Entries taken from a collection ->
........

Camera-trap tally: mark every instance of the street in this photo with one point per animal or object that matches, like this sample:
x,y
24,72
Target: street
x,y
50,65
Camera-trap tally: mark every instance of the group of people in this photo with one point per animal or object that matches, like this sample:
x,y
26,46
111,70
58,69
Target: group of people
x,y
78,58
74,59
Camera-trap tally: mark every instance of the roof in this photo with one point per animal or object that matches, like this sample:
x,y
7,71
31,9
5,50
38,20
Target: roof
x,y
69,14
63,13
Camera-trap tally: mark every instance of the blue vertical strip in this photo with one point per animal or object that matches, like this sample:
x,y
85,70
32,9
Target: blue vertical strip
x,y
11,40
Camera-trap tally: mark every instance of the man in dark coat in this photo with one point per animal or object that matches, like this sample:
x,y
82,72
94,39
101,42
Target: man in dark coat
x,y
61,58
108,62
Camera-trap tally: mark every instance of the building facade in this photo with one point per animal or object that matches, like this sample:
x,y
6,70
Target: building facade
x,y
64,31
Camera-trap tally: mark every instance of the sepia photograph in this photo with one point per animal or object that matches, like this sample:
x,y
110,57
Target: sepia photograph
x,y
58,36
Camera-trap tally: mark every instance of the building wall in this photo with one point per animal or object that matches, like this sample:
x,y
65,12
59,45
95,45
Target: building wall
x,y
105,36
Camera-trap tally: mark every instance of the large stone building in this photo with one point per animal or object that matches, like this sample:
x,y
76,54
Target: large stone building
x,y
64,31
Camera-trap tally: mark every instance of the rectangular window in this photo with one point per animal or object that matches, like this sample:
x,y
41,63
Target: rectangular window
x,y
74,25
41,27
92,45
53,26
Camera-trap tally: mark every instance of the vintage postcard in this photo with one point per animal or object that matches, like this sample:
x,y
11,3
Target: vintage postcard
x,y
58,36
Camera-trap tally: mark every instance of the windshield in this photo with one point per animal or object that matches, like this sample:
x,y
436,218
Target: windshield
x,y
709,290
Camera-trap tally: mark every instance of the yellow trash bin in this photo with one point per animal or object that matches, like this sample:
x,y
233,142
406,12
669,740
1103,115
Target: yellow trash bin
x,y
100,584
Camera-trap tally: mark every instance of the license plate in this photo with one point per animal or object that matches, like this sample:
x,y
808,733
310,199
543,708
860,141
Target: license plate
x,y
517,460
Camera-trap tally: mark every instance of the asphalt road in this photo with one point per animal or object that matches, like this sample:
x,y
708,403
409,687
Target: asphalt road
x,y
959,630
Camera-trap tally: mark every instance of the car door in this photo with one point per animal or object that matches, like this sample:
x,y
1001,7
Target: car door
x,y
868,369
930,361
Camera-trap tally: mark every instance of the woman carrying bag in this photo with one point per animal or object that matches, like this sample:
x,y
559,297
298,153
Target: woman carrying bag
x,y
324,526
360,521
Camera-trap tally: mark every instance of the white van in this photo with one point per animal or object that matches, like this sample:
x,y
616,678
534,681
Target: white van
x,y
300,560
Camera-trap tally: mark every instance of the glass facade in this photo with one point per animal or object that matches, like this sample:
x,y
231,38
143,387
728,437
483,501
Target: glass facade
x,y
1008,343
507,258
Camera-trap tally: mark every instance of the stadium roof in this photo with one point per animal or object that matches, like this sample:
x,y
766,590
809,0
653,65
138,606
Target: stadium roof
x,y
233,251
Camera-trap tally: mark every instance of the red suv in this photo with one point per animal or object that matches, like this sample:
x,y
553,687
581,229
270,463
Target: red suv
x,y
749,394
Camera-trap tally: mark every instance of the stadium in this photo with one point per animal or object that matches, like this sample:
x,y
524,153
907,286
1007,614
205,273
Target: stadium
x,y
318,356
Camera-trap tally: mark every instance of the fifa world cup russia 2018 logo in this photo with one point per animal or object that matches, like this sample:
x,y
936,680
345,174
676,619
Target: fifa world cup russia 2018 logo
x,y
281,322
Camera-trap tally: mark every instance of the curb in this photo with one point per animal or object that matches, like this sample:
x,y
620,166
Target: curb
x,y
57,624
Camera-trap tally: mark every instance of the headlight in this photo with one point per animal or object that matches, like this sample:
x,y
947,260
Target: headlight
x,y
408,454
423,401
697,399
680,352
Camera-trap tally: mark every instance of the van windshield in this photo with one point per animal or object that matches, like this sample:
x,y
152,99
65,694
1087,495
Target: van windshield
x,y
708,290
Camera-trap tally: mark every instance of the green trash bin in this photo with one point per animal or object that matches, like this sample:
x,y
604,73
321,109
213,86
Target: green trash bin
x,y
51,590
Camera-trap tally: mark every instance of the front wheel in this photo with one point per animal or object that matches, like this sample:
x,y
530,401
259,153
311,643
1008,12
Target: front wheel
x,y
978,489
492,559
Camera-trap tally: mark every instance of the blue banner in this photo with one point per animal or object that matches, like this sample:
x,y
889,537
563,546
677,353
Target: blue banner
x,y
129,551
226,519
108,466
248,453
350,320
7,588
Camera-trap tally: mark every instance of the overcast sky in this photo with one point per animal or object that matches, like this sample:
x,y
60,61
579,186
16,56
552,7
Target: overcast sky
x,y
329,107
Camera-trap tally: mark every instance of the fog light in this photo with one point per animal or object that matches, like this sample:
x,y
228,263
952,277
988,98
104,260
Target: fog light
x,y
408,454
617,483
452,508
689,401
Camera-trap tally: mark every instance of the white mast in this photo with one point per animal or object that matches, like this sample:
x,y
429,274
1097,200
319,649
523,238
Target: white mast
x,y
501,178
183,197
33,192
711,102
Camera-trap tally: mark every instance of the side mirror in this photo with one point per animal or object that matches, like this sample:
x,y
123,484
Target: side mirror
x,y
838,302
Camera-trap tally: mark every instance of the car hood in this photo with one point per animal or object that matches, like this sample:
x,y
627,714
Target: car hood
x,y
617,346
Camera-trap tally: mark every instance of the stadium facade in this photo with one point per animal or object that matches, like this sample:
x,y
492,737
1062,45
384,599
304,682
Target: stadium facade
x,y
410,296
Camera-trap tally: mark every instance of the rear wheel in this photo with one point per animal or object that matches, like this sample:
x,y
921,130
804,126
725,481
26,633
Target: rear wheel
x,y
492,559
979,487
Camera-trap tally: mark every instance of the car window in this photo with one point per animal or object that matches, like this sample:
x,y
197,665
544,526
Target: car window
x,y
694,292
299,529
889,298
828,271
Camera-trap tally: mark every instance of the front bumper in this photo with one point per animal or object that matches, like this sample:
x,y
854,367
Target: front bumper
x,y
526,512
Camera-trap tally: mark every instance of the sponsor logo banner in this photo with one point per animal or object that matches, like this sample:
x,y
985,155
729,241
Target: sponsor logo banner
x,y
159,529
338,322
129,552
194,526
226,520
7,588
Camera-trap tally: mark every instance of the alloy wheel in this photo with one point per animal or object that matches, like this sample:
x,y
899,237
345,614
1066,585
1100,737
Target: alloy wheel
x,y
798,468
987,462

........

THE PROBLEM ->
Would you mind giving all the records again exactly?

EXERCISE RESPONSE ->
Camera-trap tally: mark every instance of the street in this photo with one point per animal or object that matches, like this sample:
x,y
24,72
Target: street
x,y
50,65
Camera-trap tally: mark every instance of the group of people in this photo with one point per animal or object that matches, like this sample:
x,y
26,46
111,70
58,69
Target: group of people
x,y
78,58
74,59
Camera-trap tally: mark every instance of the roof in this photo with one point per animal or object that matches, like this sample:
x,y
7,71
31,9
5,50
38,20
Target: roof
x,y
69,14
63,13
Camera-trap tally: mark every instance of the blue vertical strip in this photo with one point per animal or object that matches, like this sample:
x,y
85,70
32,9
Target: blue vertical strip
x,y
11,40
Camera-trap tally: mark every instance of the man in dark coat in this photo with one point per animal or object that matches, like this sample:
x,y
82,72
94,39
101,42
Target: man in dark coat
x,y
61,58
108,62
Camera-trap tally: mark every instance of the building facade in this photo with one point per animal or object that matches, like this sample:
x,y
6,70
Target: building facade
x,y
64,31
Camera-trap tally: mark every instance of the sepia photograph in this photo with one point per animal or object that matches, like this sample:
x,y
110,57
Target: sepia photograph
x,y
58,36
Camera-trap tally: mark every instance of the building wall in this photo with one point per animal or object that matches, like this sample:
x,y
65,12
59,45
95,45
Target: building wall
x,y
105,36
Camera-trap tally: mark every instance of the large stone building in this photo with one point per animal or object that matches, like this sample:
x,y
76,54
Target: large stone building
x,y
64,31
Camera-trap tally: mark every instance of the rectangular window in this photo with one point per animal or object that matches, like this sample:
x,y
41,63
Target: rectangular window
x,y
74,25
41,27
92,45
53,26
Camera-trap tally: mark every instance of the vintage postcard in this photo with one point per animal or object that matches, like this sample:
x,y
11,3
Target: vintage postcard
x,y
58,36
Camera-trap tally: mark every instance of the windshield in this photo with one point per animal or object that matches, like this sample:
x,y
436,218
Target: windshield
x,y
709,290
Camera-trap tally: mark every instance of the yellow trash bin in this photo with one point per animal or object that matches, like this sample:
x,y
233,142
406,12
669,740
1103,115
Target: yellow trash bin
x,y
100,584
Camera-trap tally: mark every instance of the license plate in this photo with one point per animal or object that matches, like this sample:
x,y
808,733
310,199
543,708
860,141
Target: license plate
x,y
517,460
Camera-trap tally: mark every instance of the asphalt road in this photo with one point per animal or object that matches, like this sample:
x,y
708,403
409,687
Target: asphalt road
x,y
959,630
Camera-trap tally: mark every instance of the car door in this photo with one point per animal or object that matches, like this sample:
x,y
1001,7
Target: car door
x,y
868,369
930,361
Camera-trap tally: mark every instance of the woman carrying bag in this photo with one point per animal or object that matches, like this sample:
x,y
559,297
298,153
Target: woman carrying bag
x,y
324,526
360,521
Camera-trap tally: mark every instance of the white van in this photo with one point per animal or object that matches, like this sample:
x,y
616,678
534,681
Target: white van
x,y
300,560
Camera-trap tally: mark every instance of the glass facade in this photo with one point per animal or object that matches, like this sample:
x,y
231,38
143,387
728,437
483,501
Target: glass facade
x,y
1008,343
507,258
Camera-trap tally: mark every instance of the stadium roof in this photo with one point per animal or object that matches, like this sample:
x,y
766,590
809,0
653,65
138,606
Target: stadium roof
x,y
233,251
Camera-trap tally: mark every instance of the red suv in this photo with one point per animal or object that matches, like this sample:
x,y
553,687
581,229
270,463
Target: red suv
x,y
749,394
Camera-trap tally: mark every instance of the stadium in this photo with one point per animal or object that matches, like this sample:
x,y
524,153
907,286
1007,614
205,273
Target: stadium
x,y
318,356
Camera-trap tally: mark every instance of the fifa world cup russia 2018 logo in this photo with one point per animal or object that matches, like this sample:
x,y
936,680
345,174
676,619
Target: fifa world cup russia 2018 logo
x,y
281,322
Camera-trap tally: mark every instance of the curb in this photo with one point per animal or object that matches, like this sample:
x,y
620,166
Target: curb
x,y
57,624
Camera-trap tally: mark every instance of the headlight in this photo with one point per animal or object that matches, like this sample:
x,y
947,260
Target: headlight
x,y
408,454
423,401
697,399
680,352
Camera-trap tally: mark every instance of the van windshield in this photo with one point per animal or object that matches, like this sample:
x,y
152,99
65,694
1087,495
Target: van windshield
x,y
708,290
Camera-trap tally: mark every instance of the green trash bin in this photo with one point per animal or object that matches, like this sample:
x,y
604,73
321,109
213,86
Target: green trash bin
x,y
51,590
Camera-trap tally: mark every instance of the front wheel in this photo with one point per animal or object that matches, like this sample:
x,y
530,401
259,153
311,643
1008,12
Target: front wheel
x,y
978,489
492,559
Camera-trap tally: mark every instance of the blue banner in this photo with one point per animal or object that matches, like this sample:
x,y
889,537
563,546
677,353
Target: blue banner
x,y
129,551
226,519
108,466
248,453
350,320
7,588
Camera-trap tally: mark every instance of the overcast sky in this photo with one point per animal or object that matches, like this sample:
x,y
60,61
579,186
16,56
552,7
Target: overcast sky
x,y
329,107
Camera-trap tally: mark every instance of the fog light in this photo with one point per animal or object that matches, like this sample:
x,y
228,263
952,277
988,98
104,260
Target: fog light
x,y
408,454
617,483
452,508
689,401
Camera-trap tally: mark every instance of the white mast in this photo with one point per animal or object that matches, like this sample:
x,y
429,274
1097,200
319,649
523,238
Target: white mast
x,y
501,178
183,197
33,192
711,102
Camera-trap tally: mark every instance of the side mirror in this photo with one point per animal or object that matches, like this sample:
x,y
123,484
Target: side mirror
x,y
838,302
Camera-trap tally: mark every instance of the car hood in this photo with one point per animal or object that matches, like this sample:
x,y
627,714
Target: car hood
x,y
617,346
Camera-trap tally: mark every instance of the stadium facade in this photo with one point per animal or object that matches, like this sample:
x,y
492,737
1062,45
384,599
304,682
Target: stadium facade
x,y
410,296
Camera-trap tally: mark every instance of the rear wheel in this photo with one point per animal or object that matches, like this sample:
x,y
921,130
804,126
725,481
26,633
Target: rear wheel
x,y
492,559
979,487
Camera-trap tally: mark every instance of the car window in this photo with one point per animal or object that matches, like this sample:
x,y
197,665
544,526
Target: car window
x,y
694,292
299,529
889,298
828,271
Camera-trap tally: mark every instance of the front bumper in this photo with one point per animal or object that matches, like this sample:
x,y
854,367
Target: front bumper
x,y
526,512
Camera-trap tally: mark every instance of the sponsor logo banner in this photo with one point per animal or object that matches, like this sample:
x,y
985,155
729,241
Target: sponsor logo banner
x,y
159,529
338,322
129,552
194,526
226,520
7,588
Camera-trap tally: mark every instance of the alloy wheel in this photo with one point per animal or object that matches, like this sample:
x,y
899,237
345,614
1066,585
1100,737
Target: alloy wheel
x,y
798,468
987,462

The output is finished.